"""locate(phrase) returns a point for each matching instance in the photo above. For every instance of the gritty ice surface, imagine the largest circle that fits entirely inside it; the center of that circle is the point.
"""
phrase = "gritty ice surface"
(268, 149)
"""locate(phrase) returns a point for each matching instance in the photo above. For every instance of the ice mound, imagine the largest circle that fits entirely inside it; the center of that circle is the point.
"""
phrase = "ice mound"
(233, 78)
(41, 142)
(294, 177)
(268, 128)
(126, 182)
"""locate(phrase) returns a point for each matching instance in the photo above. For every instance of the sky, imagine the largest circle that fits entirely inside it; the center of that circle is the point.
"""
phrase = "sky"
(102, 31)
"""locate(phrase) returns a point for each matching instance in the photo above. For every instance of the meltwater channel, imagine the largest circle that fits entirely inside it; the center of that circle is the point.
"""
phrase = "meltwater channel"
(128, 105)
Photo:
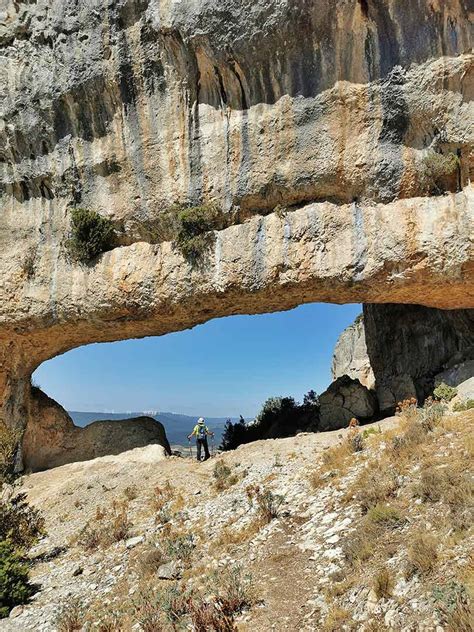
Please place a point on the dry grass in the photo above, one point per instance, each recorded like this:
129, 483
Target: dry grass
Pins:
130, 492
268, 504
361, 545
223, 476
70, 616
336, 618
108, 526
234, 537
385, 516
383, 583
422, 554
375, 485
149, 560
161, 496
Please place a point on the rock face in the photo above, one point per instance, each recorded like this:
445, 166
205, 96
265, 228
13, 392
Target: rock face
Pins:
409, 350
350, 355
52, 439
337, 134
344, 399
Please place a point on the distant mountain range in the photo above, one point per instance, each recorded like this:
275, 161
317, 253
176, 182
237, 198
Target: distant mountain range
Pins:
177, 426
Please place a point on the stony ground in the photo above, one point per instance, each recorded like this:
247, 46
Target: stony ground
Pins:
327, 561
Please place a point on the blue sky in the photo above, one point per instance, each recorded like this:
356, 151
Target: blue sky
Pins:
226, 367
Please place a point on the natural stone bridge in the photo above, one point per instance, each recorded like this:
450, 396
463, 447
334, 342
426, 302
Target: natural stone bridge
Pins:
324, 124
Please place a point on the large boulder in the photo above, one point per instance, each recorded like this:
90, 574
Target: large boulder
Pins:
■ ■ ■ ■ ■ ■ ■
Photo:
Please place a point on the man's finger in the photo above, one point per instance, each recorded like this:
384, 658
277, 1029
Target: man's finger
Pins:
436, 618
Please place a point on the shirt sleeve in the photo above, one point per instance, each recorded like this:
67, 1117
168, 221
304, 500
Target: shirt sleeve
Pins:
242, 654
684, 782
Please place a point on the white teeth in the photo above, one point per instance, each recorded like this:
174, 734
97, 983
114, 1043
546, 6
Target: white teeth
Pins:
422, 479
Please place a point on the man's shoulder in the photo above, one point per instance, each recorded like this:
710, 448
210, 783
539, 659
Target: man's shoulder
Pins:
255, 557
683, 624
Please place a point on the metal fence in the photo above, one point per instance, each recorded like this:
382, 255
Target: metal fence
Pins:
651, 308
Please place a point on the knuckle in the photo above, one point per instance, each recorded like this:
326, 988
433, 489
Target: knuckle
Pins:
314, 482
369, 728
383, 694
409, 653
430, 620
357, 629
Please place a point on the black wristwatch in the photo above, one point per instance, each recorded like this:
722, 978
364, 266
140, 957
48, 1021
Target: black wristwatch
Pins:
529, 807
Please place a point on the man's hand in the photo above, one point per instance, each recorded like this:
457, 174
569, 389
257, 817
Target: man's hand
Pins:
■ ■ ■ ■ ■ ■ ■
- _Exercise requirements_:
What is the number of lines in the data above that include the word "wristwatch"? Answer with that number only.

- _Result of this exercise_:
2